[WHAT YOU NEED TO DO]:
[A] From the Sunyani filming account, output the passage that begins at the words "Seeing that our" and stops after the words "our first host.", copied verbatim.
[B] According to the Sunyani filming account, why did the hospital administrators offer transportation for the day? Answer in one to three sentences.

[DOCUMENT EXTRACT]:
________________________

Our week in Sunyani began with a day of filming that touched and inspired both Hannah and myself. We began by heading about forty minutes from Sunyani to Techiman, where we arrived at the Holy Family Hospital and sat briefly with administrators, who, after a quick prayer over our project and a bit of an explanation of our mission, graciously offered us transportation for the day to take us into the more remote areas in which we’d be shooting.
Seeing that our vehicle for the day was a pickup truck, Oti and I wasted no time in heading for the back and propping my camera up against the bag. We’d continue to joke around and take shaky photos down the bumpy road until we arrived at the home of our first host.

________________________

[SUPPLIED ENTRIES]:
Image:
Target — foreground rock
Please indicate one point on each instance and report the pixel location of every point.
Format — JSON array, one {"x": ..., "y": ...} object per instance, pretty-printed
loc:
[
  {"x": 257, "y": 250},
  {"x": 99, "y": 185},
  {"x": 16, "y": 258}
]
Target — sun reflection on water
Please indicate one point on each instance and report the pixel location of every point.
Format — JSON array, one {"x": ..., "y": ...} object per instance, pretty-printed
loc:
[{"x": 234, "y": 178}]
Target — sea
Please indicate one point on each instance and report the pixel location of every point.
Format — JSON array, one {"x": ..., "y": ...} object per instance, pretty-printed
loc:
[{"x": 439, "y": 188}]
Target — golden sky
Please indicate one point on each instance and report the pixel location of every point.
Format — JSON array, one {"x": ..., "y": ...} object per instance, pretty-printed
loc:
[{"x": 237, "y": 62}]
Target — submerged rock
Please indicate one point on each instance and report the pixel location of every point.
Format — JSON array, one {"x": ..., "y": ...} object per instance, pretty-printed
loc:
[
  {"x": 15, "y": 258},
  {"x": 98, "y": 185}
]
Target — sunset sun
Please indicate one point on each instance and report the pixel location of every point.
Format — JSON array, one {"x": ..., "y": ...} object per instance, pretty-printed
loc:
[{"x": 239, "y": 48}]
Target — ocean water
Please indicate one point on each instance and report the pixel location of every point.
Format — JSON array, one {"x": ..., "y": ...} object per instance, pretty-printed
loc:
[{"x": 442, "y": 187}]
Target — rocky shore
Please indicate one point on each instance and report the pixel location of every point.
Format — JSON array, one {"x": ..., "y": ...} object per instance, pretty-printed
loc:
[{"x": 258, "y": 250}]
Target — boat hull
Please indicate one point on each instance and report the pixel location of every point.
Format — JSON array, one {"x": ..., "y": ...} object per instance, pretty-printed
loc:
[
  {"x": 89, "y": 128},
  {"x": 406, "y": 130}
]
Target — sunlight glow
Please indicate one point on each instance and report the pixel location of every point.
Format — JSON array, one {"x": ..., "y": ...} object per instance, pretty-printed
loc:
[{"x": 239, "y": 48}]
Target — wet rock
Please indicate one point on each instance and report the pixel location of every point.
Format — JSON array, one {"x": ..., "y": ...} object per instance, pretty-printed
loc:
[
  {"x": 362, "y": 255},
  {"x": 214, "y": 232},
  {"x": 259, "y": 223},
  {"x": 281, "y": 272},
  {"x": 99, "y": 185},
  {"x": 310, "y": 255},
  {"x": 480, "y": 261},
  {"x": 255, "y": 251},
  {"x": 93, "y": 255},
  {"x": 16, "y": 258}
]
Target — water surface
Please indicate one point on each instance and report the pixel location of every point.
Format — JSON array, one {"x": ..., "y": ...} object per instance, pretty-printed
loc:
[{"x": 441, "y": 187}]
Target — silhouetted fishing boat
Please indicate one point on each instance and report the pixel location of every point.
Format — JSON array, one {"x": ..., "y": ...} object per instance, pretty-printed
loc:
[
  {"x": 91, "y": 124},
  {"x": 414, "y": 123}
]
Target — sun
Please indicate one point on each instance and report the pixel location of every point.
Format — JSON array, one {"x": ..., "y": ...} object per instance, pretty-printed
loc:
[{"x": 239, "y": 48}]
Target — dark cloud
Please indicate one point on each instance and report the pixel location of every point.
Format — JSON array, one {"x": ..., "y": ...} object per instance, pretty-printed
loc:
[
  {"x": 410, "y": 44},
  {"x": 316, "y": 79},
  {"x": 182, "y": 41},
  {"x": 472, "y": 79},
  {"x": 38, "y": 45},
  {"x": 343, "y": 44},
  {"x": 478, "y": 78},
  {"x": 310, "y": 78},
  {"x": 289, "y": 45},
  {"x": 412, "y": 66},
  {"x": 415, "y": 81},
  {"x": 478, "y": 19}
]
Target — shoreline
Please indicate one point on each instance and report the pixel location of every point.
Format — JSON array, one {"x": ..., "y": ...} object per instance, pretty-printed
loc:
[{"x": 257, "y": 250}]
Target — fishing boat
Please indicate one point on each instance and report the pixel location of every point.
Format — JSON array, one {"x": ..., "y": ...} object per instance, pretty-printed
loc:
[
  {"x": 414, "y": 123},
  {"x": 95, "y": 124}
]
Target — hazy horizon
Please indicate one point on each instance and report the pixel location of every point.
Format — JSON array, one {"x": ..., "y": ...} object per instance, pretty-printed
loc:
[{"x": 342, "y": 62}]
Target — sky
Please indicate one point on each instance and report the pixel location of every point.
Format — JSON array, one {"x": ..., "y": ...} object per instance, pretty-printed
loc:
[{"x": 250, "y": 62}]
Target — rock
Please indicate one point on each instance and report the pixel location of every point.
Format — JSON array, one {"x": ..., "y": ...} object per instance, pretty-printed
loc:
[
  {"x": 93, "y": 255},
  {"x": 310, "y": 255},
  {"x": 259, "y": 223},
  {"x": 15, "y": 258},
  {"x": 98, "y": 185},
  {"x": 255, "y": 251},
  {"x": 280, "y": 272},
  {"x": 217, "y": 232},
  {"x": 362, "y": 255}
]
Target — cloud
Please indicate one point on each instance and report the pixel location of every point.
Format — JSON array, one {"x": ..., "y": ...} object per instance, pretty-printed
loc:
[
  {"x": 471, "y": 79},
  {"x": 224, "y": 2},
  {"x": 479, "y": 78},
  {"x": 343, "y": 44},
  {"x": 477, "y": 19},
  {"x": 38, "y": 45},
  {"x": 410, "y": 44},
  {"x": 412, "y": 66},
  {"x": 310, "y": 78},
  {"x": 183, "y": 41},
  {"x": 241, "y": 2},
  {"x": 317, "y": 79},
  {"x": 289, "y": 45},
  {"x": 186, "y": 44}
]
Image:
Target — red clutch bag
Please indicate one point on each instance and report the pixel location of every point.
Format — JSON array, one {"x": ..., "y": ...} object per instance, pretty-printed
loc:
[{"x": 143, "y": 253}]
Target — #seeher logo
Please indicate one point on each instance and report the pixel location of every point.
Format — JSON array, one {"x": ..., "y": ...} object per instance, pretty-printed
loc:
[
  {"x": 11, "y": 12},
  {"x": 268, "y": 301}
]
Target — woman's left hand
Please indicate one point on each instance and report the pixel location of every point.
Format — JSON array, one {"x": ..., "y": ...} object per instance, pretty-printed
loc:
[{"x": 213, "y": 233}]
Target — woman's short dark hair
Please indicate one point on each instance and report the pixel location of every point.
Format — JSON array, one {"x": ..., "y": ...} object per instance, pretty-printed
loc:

________________________

[ACTIVITY ANSWERS]:
[A]
Seeing that our vehicle for the day was a pickup truck, Oti and I wasted no time in heading for the back and propping my camera up against the bag. We’d continue to joke around and take shaky photos down the bumpy road until we arrived at the home of our first host.

[B] The administrators offered transportation so the filmmakers could reach the more remote areas where they would be shooting.